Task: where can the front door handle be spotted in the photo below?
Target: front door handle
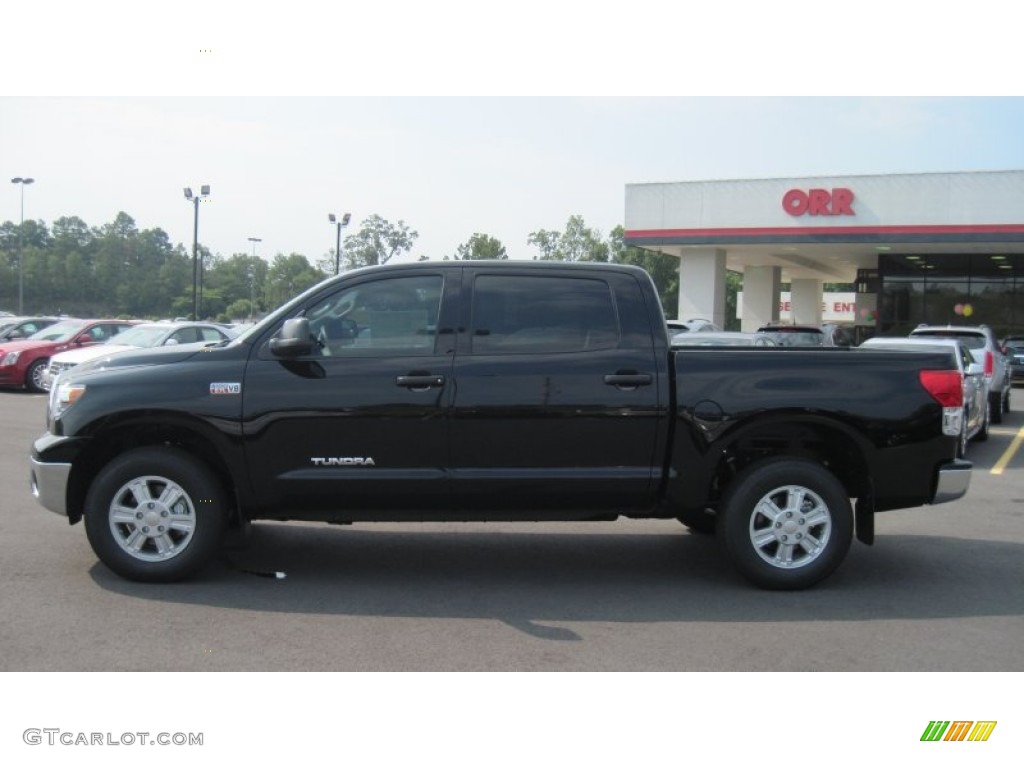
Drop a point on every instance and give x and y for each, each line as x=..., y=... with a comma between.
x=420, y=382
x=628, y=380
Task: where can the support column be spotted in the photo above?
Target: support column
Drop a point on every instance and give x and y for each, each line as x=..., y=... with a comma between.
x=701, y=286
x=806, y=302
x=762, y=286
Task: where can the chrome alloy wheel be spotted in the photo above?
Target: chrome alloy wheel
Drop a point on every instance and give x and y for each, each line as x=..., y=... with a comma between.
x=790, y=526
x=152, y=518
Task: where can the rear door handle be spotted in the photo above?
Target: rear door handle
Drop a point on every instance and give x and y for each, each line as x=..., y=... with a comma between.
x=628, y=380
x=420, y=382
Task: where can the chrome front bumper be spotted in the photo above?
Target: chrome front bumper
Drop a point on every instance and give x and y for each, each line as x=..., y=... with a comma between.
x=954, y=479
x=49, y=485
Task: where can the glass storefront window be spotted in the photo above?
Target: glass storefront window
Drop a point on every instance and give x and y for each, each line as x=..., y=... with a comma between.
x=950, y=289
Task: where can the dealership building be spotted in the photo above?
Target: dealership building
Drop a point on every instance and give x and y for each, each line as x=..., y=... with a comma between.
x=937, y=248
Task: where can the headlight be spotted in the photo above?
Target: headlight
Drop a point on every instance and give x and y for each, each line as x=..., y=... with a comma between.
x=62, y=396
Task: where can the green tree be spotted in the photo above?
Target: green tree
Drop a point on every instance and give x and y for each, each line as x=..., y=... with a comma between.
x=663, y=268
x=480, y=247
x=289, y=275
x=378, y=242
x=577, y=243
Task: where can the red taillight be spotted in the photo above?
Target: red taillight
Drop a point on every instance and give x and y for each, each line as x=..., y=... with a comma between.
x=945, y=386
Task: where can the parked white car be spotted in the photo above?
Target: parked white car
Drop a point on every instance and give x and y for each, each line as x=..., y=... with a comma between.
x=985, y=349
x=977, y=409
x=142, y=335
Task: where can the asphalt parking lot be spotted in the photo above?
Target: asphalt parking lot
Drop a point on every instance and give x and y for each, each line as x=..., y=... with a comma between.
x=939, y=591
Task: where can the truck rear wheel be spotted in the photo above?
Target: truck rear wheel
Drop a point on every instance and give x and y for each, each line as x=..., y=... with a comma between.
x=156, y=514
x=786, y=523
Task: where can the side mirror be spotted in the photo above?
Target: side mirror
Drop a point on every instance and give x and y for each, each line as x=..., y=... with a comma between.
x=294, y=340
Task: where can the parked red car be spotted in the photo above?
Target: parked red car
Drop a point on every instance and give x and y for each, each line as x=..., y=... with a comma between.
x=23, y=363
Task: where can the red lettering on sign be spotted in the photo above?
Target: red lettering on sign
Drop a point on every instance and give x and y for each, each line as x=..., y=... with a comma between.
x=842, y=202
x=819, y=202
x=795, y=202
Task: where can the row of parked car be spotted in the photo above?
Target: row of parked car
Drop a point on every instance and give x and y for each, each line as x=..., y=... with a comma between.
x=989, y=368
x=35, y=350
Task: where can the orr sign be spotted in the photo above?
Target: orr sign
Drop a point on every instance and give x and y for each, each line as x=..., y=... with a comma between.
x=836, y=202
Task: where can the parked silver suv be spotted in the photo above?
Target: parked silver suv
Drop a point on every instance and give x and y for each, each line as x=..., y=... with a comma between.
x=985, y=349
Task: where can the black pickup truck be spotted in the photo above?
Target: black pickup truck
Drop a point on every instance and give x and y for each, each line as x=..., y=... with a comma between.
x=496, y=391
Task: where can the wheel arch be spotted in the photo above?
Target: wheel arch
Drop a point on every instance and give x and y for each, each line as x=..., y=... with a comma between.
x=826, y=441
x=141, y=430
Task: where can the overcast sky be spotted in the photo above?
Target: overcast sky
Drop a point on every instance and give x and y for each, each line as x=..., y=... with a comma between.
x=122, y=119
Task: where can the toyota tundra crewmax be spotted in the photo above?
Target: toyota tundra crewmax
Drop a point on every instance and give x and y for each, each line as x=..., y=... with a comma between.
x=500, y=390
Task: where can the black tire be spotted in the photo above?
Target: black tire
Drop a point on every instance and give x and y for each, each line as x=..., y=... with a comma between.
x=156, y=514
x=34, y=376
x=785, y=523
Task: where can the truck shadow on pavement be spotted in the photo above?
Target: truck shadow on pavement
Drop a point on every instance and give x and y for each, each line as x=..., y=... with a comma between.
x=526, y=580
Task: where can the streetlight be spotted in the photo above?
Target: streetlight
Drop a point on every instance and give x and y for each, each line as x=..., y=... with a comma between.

+++++

- _WHAT YOU SHOULD DO_: Your copy of the data should match it exactly, except that pictures are left out.

- _EXERCISE ANSWER_:
Task: where can the front door handle be spotted in the photo below?
Target: front door handle
Drop a point on every instance and give x and y for each, each line as x=..., y=... with a comma between.
x=420, y=382
x=628, y=380
Task: where can the support column be spotted in the photo above?
Target: support column
Drop a point on every instance and give x and y for each, each line as x=..., y=... with a comma between.
x=701, y=286
x=806, y=302
x=762, y=286
Task: where can the chrome alloy wheel be spotted in the photo above?
Target: chrome alloy wheel
Drop a point on every instance and give x and y for each, each line as x=..., y=... with a comma between.
x=790, y=526
x=152, y=518
Task: where can the rear door handle be spotted in the photo above?
Target: rear door handle
Drop a point on every instance and give x and y for each, each line as x=..., y=... with a comma between.
x=628, y=380
x=420, y=382
Task: where can the chrome front bumper be spotted in the photo above?
Target: chrome front bumper
Drop a point on every instance and give x and y for each, each line as x=..., y=... with a comma between.
x=954, y=479
x=49, y=485
Task: where can the glass storefront window be spotted in the photo above?
Target: glass storefront window
Drop a point on every instance and give x and y for each, each line as x=..., y=... with a comma between.
x=950, y=289
Task: where can the dealership building be spotted in the photo above?
Target: dealership building
Drop a point on every instance and give x and y for each, each line as x=..., y=... with a comma between.
x=937, y=248
Task: where can the headlight be spotted in the photo above?
Target: headlight
Drop a point on every instance and give x and y for each, each line as x=..., y=... with a comma between.
x=62, y=396
Task: where can the green tree be spotted in the photo above?
Target: green tree
Drop a point on every instance and give x and y for each, each line as x=..., y=... with a comma between.
x=663, y=268
x=480, y=247
x=289, y=275
x=378, y=242
x=577, y=243
Task: where can the red taillight be spotted in the photo above?
Target: red taillight
Drop a point on every instance and give x and y for each, each line as x=..., y=... with a comma between.
x=945, y=386
Task: where can the parked white car be spotted in the photo above?
Target: parked white car
Drop a point on every instance and give x and y for each, each line as x=..., y=... with a comma between.
x=985, y=349
x=977, y=409
x=142, y=335
Task: where can the asphalt parking lot be spotted in the photo above?
Target: asphalt parking lot
Drop a point on every instance and give x and y for each, each line as x=..., y=... with a comma between.
x=939, y=591
Task: where can the truck rear wheel be spotted in the photo above?
Target: truck rear wheel
Drop a point on every instance and give x and y for each, each line as x=..., y=... with a comma between.
x=156, y=514
x=786, y=523
Task: where can the side mirror be spotted in the photo above?
Target: side mirror
Drop a point on every instance and give x and y for each, each line as x=..., y=... with a comma between.
x=294, y=340
Task: where can the parked red car be spotted in the photo above?
Target: parked red car
Drop a point on every instance and give x and y for each, each line as x=..., y=... with a comma between.
x=23, y=363
Task: where can the red lettering on sign be spotted in the photo above?
Target: red lettering on sign
Drop a point on every instance and give x and y for each, each line as x=..., y=... with a comma between.
x=842, y=202
x=819, y=202
x=795, y=202
Task: where can the row of parked car be spotted in the photo above?
Target: row of parked car
Drop a point on every instance and give x and y for each, each line as x=..., y=... with a comma between.
x=989, y=368
x=35, y=350
Task: where can the orr sign be spotted in the photo above?
Target: orr sign
Drop a point on every instance and give x and y for each, each line as x=..., y=... with a comma between.
x=836, y=202
Task: where can the parked silver suv be spotted in the photo above?
Target: parked silver suv
Drop a point on every instance and give x and y for each, each line as x=..., y=... with a comma between.
x=985, y=349
Task: where can the black pickup truck be spotted in the photo above?
Target: black pickup truck
Drop a point on every instance and give x and y for each, each line as x=..., y=... with a comma between.
x=496, y=391
Task: where can the wheel arch be spotted in the photo above?
Target: wheel arch
Drop a point on every instance and give x and y for each, each line as x=..., y=... with a comma between.
x=826, y=441
x=141, y=430
Task: where can the overcast sky be spotted in the photo above?
Target: overcast sky
Drop a point on every instance and give x and y for each, each line as x=..., y=... with a comma between.
x=122, y=119
Task: where can the toyota tundra crewmax be spotted in the photo above?
Target: toyota tundra crewmax
Drop a point on every instance and give x and y for each, each line as x=..., y=... with a comma between.
x=500, y=390
Task: where can the black tire be spotted in the photo above?
Target: black tire
Drop a point on every instance and give x and y for each, each line as x=..., y=... with a comma between.
x=156, y=514
x=34, y=376
x=785, y=523
Task: where can the truck shadow on pavement be spotted in the photo above?
Target: truck shadow on pavement
Drop a point on every instance and give x and y for each, each line as x=..., y=... with a comma between.
x=526, y=580
Task: where can the streetlight be spotted in the photo above?
Target: streetlight
Drop a point on every instance and give x and y for each, each line as x=..., y=... with a comma between.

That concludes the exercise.